┌─ ITEMS
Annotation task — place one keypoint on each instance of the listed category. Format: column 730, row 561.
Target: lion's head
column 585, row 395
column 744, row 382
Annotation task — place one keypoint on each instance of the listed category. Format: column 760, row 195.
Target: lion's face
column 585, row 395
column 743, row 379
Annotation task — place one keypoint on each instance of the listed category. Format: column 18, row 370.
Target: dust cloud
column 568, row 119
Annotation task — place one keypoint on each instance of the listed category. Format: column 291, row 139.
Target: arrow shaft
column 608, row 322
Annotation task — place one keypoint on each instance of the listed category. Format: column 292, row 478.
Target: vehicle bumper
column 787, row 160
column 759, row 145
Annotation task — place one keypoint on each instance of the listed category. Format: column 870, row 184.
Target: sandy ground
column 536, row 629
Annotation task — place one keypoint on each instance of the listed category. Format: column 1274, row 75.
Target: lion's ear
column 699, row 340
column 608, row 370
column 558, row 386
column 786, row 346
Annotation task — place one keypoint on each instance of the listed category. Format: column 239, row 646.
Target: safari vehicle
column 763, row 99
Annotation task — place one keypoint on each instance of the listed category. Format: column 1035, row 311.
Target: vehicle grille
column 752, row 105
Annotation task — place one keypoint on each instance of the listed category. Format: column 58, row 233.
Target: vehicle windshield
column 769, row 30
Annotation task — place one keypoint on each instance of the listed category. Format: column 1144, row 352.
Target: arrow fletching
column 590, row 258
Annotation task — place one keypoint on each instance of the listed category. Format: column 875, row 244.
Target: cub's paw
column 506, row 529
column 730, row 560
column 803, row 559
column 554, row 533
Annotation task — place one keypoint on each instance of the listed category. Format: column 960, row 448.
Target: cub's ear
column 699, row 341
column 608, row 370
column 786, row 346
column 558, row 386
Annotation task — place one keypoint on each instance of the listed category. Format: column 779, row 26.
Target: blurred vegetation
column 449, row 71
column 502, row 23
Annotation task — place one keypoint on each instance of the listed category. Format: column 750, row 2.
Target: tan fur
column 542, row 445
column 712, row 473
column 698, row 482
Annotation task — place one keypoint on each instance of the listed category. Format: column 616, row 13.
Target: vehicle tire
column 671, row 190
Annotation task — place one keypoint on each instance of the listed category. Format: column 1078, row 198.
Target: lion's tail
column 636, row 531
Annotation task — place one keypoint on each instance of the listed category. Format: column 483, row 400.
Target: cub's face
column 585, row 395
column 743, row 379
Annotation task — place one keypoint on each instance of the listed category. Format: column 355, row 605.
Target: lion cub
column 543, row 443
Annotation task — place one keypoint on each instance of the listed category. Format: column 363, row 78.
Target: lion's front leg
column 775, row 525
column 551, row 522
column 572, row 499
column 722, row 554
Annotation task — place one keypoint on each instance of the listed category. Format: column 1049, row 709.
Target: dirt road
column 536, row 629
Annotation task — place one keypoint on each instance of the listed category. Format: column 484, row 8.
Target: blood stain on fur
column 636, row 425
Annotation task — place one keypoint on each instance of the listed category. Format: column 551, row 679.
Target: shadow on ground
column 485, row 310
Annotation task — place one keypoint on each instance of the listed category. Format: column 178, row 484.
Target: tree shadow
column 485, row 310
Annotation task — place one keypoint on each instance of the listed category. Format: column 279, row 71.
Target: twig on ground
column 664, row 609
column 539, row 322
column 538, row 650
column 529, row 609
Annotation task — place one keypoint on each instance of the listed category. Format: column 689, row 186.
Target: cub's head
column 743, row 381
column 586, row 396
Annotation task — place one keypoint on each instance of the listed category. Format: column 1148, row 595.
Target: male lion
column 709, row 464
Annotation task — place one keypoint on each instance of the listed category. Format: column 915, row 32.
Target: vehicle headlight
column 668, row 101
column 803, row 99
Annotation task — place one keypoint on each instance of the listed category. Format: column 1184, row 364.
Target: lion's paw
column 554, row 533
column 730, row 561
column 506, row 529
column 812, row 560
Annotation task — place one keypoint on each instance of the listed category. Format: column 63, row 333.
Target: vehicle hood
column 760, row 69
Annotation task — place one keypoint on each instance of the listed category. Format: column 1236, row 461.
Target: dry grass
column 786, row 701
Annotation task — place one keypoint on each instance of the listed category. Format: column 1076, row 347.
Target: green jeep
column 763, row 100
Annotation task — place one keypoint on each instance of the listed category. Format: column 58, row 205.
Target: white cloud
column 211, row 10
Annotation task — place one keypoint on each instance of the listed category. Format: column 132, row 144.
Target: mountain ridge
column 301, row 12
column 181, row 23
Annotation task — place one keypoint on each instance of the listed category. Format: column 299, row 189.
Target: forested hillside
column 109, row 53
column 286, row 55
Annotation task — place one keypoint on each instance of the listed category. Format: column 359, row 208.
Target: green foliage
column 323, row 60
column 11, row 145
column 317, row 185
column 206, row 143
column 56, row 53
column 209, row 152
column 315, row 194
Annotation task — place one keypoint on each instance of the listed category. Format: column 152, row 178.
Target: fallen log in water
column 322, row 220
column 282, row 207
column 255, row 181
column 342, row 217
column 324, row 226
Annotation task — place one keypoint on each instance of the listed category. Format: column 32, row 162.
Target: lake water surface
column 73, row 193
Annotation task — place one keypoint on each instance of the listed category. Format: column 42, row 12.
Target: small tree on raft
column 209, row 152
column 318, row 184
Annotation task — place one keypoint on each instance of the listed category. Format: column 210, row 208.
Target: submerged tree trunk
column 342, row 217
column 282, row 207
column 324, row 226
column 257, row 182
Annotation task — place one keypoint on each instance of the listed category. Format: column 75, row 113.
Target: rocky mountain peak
└─
EXERCISE DETAILS:
Recast the lines of the records above, from the line containing "75, row 113." through the end of the records, as a numbered list, leaving out any blank lines.

RIGHT ANSWER:
1. Annotation task — place one keypoint on each instance of the listed category. Format: column 75, row 113.
2. Target: rocky mountain peak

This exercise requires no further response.